WHAT IS ASKED:
Give every entry again, word for word and in full.

(Region segmentation data)
◇ ◇ ◇ ◇ ◇ ◇ ◇

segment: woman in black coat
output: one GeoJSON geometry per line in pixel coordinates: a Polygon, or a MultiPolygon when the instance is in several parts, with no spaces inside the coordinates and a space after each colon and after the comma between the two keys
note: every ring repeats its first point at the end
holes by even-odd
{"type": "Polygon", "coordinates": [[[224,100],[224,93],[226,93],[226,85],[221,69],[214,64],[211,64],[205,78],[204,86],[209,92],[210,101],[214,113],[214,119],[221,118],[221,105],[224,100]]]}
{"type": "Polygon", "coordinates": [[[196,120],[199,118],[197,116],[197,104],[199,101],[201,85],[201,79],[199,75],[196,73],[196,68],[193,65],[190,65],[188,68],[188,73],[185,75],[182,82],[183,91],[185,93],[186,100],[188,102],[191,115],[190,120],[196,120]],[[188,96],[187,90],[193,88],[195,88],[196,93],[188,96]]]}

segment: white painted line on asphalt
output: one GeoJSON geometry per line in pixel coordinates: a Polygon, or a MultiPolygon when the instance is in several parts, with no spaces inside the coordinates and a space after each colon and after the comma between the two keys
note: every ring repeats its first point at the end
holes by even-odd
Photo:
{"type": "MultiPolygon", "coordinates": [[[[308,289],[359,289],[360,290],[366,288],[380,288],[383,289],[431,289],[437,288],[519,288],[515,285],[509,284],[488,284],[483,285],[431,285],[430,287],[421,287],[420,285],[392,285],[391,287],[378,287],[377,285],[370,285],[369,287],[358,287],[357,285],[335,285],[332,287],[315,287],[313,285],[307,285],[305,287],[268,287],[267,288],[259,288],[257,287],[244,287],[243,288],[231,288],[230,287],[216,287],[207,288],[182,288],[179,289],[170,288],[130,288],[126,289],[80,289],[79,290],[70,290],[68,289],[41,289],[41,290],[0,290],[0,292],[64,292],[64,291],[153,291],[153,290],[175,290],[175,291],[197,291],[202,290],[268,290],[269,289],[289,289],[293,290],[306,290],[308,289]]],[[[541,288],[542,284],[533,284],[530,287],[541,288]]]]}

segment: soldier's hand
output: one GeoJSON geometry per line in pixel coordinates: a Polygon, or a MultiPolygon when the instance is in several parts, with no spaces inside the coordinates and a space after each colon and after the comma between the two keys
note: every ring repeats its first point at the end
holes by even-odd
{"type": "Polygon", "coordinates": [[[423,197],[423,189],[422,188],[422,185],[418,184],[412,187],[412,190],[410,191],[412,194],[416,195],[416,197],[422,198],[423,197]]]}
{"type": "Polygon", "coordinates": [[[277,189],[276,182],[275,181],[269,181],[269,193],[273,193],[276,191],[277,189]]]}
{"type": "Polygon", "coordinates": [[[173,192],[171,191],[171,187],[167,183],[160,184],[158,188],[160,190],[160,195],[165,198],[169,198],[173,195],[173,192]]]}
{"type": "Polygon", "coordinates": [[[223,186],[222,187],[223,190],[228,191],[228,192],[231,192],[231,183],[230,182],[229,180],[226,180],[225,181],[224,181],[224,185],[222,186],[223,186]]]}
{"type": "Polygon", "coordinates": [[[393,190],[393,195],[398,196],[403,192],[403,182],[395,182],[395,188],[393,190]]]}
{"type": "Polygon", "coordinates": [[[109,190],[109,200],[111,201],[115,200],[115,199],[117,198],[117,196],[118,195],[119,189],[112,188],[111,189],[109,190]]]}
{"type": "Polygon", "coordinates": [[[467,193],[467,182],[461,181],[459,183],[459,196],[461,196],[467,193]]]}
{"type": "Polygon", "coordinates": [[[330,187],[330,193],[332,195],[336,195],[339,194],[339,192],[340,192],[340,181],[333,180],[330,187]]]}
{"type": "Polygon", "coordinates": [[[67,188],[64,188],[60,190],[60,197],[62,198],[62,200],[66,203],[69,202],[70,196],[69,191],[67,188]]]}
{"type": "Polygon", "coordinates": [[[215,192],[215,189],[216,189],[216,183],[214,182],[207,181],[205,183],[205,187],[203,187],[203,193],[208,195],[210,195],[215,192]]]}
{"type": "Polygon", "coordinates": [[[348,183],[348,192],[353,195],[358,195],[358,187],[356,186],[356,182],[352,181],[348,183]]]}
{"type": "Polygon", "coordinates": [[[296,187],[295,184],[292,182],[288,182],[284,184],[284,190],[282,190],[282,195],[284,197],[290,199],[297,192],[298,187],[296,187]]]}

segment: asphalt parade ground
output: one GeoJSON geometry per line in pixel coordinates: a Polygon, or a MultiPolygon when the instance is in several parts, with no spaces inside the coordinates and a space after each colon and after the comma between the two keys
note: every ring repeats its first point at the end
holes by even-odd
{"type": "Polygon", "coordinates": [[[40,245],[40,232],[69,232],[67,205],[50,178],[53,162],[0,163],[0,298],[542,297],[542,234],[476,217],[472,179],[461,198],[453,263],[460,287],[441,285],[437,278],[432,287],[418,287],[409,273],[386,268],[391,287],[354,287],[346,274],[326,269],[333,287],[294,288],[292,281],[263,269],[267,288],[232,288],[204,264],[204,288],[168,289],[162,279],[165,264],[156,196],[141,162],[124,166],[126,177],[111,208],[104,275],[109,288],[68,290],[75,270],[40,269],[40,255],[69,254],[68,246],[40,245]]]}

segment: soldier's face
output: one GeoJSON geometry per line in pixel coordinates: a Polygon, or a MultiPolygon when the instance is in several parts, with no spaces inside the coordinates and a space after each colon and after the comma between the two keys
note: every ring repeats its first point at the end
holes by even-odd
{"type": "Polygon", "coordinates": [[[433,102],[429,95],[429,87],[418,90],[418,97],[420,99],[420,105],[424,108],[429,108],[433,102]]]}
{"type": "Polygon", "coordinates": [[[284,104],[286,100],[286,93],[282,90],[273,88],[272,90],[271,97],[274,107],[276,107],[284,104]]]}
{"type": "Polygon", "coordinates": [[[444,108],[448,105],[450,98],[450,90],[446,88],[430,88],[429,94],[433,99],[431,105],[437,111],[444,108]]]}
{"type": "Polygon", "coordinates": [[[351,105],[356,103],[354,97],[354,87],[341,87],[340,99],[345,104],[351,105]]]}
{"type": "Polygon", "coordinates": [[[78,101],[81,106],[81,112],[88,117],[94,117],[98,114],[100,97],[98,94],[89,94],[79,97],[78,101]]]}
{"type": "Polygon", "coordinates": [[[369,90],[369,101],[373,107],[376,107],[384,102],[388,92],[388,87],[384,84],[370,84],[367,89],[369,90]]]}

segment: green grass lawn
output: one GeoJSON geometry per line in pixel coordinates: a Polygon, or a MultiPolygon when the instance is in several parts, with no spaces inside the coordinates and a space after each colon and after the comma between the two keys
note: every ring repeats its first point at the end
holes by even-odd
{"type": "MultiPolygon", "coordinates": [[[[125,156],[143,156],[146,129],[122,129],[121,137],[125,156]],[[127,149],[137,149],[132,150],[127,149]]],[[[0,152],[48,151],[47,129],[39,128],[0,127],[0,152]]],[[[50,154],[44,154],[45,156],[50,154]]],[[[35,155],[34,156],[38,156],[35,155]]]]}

◇ ◇ ◇ ◇ ◇ ◇ ◇

ANSWER IN FULL:
segment: woman in black coat
output: one GeoJSON geometry per line in pixel coordinates: a Polygon, or a MultiPolygon when the instance is in several parts, with no spaces inside the coordinates and a space after each colon and after the comma between the two keys
note: every ring repeats its first point at the end
holes by even-odd
{"type": "Polygon", "coordinates": [[[224,100],[224,93],[226,93],[226,85],[221,69],[214,64],[211,64],[205,78],[204,86],[209,92],[210,101],[214,113],[214,119],[221,118],[221,105],[224,100]]]}
{"type": "Polygon", "coordinates": [[[196,120],[199,118],[197,116],[197,104],[199,101],[201,85],[201,79],[199,75],[196,73],[196,68],[193,65],[190,65],[188,68],[188,73],[185,75],[182,82],[183,91],[185,93],[186,100],[188,102],[191,115],[190,120],[196,120]],[[188,96],[187,90],[193,88],[195,88],[196,93],[188,96]]]}

segment: white painted line on asphalt
output: one GeoJSON geometry per line in pixel coordinates: a Polygon, or a MultiPolygon when the instance is in several parts, with no spaces inside the coordinates and a space after each colon and after the comma between the two keys
note: every ring repeats its first point at the end
holes by even-odd
Photo:
{"type": "MultiPolygon", "coordinates": [[[[308,289],[359,289],[360,290],[366,288],[380,288],[383,289],[431,289],[437,288],[519,288],[515,285],[509,284],[488,284],[483,285],[431,285],[430,287],[421,287],[420,285],[392,285],[391,287],[378,287],[377,285],[370,285],[369,287],[358,287],[357,285],[335,285],[332,287],[315,287],[313,285],[307,285],[305,287],[268,287],[267,288],[259,288],[257,287],[244,287],[243,288],[231,288],[230,287],[216,287],[207,288],[182,288],[179,289],[170,288],[130,288],[126,289],[80,289],[79,290],[70,290],[68,289],[41,289],[41,290],[0,290],[0,292],[64,292],[64,291],[153,291],[153,290],[175,290],[175,291],[197,291],[202,290],[268,290],[269,289],[289,289],[293,290],[306,290],[308,289]]],[[[541,288],[542,284],[533,284],[530,287],[541,288]]]]}

segment: soldier's hand
output: one GeoJSON geometry per line in pixel coordinates: a Polygon, or a MultiPolygon when the instance is in several parts, with no spaces inside the coordinates and a space after each colon and after the comma between the two keys
note: every ring repeats its first point at the end
holes by even-odd
{"type": "Polygon", "coordinates": [[[423,197],[423,189],[422,188],[422,185],[418,184],[412,187],[412,190],[410,191],[412,194],[416,195],[416,197],[422,198],[423,197]]]}
{"type": "Polygon", "coordinates": [[[277,189],[276,182],[275,181],[269,181],[269,193],[273,193],[276,191],[277,189]]]}
{"type": "Polygon", "coordinates": [[[173,192],[171,191],[171,187],[167,183],[160,184],[158,188],[160,190],[160,195],[165,198],[169,198],[173,195],[173,192]]]}
{"type": "Polygon", "coordinates": [[[223,186],[222,187],[223,190],[228,191],[228,192],[231,192],[231,183],[230,182],[229,180],[226,180],[225,181],[224,181],[224,185],[222,186],[223,186]]]}
{"type": "Polygon", "coordinates": [[[393,190],[393,195],[398,196],[403,192],[403,182],[395,182],[395,188],[393,190]]]}
{"type": "Polygon", "coordinates": [[[109,190],[109,200],[111,201],[115,200],[115,199],[117,198],[117,196],[118,195],[119,189],[112,188],[111,189],[109,190]]]}
{"type": "Polygon", "coordinates": [[[467,193],[467,182],[461,181],[459,183],[459,196],[461,196],[467,193]]]}
{"type": "Polygon", "coordinates": [[[330,187],[330,193],[332,195],[336,195],[339,194],[339,192],[340,192],[340,181],[333,180],[330,187]]]}
{"type": "Polygon", "coordinates": [[[67,188],[64,188],[60,190],[60,197],[62,198],[62,200],[66,203],[69,202],[70,196],[69,191],[67,188]]]}
{"type": "Polygon", "coordinates": [[[215,192],[215,189],[216,189],[216,183],[214,182],[207,181],[205,183],[205,187],[203,187],[203,193],[208,195],[210,195],[215,192]]]}
{"type": "Polygon", "coordinates": [[[348,183],[348,192],[353,195],[358,195],[358,187],[356,186],[356,182],[352,181],[348,183]]]}
{"type": "Polygon", "coordinates": [[[296,187],[295,184],[292,182],[288,182],[284,184],[284,190],[282,190],[282,195],[284,197],[290,199],[297,192],[298,187],[296,187]]]}

segment: asphalt parade ground
output: one GeoJSON geometry per line in pixel coordinates: a Polygon, or a MultiPolygon when the instance is in several parts, with no spaces inside the coordinates and a space after each colon and after the comma between the two keys
note: every ring repeats its first point at the end
holes by even-odd
{"type": "Polygon", "coordinates": [[[40,245],[40,232],[69,232],[67,205],[50,178],[53,162],[0,163],[0,298],[542,297],[542,234],[476,217],[472,179],[461,198],[453,263],[460,287],[441,285],[437,278],[432,287],[418,287],[409,273],[386,268],[391,287],[354,287],[346,274],[326,269],[333,287],[294,288],[292,281],[263,269],[267,288],[232,288],[204,264],[204,288],[168,289],[162,279],[165,264],[156,196],[141,162],[124,166],[126,177],[111,208],[104,275],[109,288],[68,290],[75,270],[40,269],[40,255],[69,254],[68,246],[40,245]]]}

segment: soldier's face
output: one GeoJSON geometry per line in pixel coordinates: a Polygon, or a MultiPolygon when the instance is in several parts, with no spaces inside the coordinates and a space after each colon and after the comma between the two keys
note: every ring repeats its first point at the end
holes by even-odd
{"type": "Polygon", "coordinates": [[[433,102],[429,95],[429,87],[418,90],[418,97],[420,99],[420,105],[424,108],[429,108],[433,102]]]}
{"type": "Polygon", "coordinates": [[[284,104],[286,100],[286,93],[282,90],[273,88],[272,90],[271,97],[274,107],[276,107],[284,104]]]}
{"type": "Polygon", "coordinates": [[[444,108],[448,105],[450,98],[450,90],[446,88],[430,88],[429,94],[433,99],[431,105],[437,111],[444,108]]]}
{"type": "Polygon", "coordinates": [[[351,105],[356,103],[354,97],[354,87],[341,87],[340,99],[345,104],[351,105]]]}
{"type": "Polygon", "coordinates": [[[78,101],[81,106],[81,112],[88,117],[94,117],[98,114],[100,97],[98,94],[89,94],[79,97],[78,101]]]}
{"type": "Polygon", "coordinates": [[[369,90],[369,101],[373,107],[376,107],[384,102],[388,92],[388,87],[384,84],[370,84],[367,89],[369,90]]]}

segment: green grass lawn
output: one GeoJSON geometry per line in pixel coordinates: a Polygon, or a MultiPolygon when the instance is in several parts, with no spaces inside the coordinates and a space after each colon and after the comma between the two keys
note: every ring repeats its first point at the end
holes by even-odd
{"type": "MultiPolygon", "coordinates": [[[[125,156],[143,156],[146,129],[122,129],[121,137],[125,156]],[[127,149],[137,149],[132,150],[127,149]]],[[[0,152],[48,151],[47,129],[39,128],[0,127],[0,152]]],[[[50,154],[44,154],[45,156],[50,154]]],[[[35,155],[34,156],[38,156],[35,155]]]]}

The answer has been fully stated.